Your assignment:
Scan the records for "green". Show the matching lines.
::: Supplied records
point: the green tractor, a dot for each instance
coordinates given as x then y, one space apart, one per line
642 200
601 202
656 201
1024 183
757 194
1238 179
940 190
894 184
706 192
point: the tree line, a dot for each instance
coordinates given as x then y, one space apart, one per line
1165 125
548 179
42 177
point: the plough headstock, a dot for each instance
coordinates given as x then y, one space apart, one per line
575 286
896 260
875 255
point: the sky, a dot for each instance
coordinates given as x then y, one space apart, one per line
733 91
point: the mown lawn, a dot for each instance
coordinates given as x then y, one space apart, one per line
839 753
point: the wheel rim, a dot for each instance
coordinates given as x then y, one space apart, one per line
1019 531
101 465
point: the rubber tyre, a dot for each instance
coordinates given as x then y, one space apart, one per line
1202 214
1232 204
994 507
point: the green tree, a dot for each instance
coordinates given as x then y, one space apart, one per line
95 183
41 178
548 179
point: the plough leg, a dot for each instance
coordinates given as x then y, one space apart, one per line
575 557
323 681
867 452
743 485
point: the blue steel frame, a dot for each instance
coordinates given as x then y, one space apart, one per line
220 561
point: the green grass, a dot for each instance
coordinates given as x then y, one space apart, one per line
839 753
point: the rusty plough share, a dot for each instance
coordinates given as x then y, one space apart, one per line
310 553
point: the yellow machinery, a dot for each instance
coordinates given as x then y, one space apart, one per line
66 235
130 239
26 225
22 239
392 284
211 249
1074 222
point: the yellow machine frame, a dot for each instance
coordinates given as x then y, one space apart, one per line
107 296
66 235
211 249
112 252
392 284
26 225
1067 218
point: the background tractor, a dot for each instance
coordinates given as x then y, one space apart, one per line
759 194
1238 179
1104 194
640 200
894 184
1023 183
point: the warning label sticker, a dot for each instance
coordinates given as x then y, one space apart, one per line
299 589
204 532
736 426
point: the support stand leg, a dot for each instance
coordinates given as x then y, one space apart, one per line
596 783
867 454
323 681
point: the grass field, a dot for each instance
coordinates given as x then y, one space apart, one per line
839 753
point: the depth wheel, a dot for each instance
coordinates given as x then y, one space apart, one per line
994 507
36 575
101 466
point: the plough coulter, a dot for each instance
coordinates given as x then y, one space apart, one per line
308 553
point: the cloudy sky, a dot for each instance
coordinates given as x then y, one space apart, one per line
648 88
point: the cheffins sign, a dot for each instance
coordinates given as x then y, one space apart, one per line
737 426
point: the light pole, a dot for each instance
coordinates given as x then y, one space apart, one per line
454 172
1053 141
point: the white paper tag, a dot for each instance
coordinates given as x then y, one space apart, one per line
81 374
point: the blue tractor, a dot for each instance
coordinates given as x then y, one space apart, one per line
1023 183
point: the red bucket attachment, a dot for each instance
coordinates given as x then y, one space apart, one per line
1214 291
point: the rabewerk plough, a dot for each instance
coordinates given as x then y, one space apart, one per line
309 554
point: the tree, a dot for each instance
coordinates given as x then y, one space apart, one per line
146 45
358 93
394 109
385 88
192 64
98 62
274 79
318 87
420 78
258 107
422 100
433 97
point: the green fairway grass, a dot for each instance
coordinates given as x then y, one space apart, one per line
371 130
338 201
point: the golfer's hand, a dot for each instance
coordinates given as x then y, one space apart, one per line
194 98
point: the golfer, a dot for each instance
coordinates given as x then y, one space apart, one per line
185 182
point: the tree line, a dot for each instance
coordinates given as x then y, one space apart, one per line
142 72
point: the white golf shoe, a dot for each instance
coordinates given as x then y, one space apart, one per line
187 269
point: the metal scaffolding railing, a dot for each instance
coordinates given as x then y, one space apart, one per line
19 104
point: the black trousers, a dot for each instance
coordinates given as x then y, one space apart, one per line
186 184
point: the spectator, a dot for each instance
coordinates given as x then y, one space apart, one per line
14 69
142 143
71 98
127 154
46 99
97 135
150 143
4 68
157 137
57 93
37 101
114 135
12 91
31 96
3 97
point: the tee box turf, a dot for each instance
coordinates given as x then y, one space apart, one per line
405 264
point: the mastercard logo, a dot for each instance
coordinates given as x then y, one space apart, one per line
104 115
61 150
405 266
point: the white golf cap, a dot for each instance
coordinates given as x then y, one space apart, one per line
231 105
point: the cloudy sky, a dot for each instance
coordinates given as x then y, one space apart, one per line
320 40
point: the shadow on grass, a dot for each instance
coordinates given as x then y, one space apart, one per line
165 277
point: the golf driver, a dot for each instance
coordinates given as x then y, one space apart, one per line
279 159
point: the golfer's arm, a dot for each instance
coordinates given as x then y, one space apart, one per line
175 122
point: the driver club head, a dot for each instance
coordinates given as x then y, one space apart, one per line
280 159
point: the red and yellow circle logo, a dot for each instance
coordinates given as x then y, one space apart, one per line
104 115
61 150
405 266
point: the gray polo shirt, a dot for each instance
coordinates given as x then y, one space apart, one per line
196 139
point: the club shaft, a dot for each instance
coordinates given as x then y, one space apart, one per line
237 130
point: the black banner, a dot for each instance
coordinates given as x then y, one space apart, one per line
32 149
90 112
::::::
Output below:
point: the green tractor, a dot for each instance
point: the green tree, a dot for each instance
point: the green grass, a dot for each instance
point: the green fairway grass, a dot for each instance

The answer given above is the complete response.